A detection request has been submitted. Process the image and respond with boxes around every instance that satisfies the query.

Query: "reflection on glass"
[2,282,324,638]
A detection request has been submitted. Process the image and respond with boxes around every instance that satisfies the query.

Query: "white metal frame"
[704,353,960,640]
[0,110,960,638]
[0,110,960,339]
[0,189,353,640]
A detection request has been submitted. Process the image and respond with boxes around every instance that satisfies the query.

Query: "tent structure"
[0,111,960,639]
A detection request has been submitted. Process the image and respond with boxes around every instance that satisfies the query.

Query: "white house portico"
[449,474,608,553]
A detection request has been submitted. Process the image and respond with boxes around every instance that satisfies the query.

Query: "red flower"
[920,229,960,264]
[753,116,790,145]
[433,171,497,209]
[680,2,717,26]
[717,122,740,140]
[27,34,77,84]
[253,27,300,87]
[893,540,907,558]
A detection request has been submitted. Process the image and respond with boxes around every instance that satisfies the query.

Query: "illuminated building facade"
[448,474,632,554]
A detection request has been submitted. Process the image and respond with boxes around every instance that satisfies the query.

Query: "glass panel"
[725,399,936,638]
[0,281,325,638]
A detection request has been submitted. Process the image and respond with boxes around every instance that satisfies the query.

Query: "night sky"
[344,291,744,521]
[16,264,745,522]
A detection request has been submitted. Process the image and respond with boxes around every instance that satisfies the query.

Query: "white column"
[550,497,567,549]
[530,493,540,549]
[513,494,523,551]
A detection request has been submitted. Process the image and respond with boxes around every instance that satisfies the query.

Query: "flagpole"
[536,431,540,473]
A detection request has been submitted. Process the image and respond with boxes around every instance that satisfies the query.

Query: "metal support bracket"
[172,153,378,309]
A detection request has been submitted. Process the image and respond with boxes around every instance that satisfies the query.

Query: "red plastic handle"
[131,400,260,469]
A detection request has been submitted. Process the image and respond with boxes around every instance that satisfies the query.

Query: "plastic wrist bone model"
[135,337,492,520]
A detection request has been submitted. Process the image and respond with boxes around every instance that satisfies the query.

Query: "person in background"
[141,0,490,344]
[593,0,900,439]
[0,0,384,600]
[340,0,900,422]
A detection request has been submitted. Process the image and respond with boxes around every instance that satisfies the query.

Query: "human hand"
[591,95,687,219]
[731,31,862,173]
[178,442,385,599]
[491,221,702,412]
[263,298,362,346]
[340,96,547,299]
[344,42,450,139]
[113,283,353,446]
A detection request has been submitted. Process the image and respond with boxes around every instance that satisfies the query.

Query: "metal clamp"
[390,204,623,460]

— The task —
Please find every line in the data above that contains the word "white" and copy each of those lines.

— Solution for this problem —
Query: "white metal frame"
Query: "white house portico"
Query: "white column"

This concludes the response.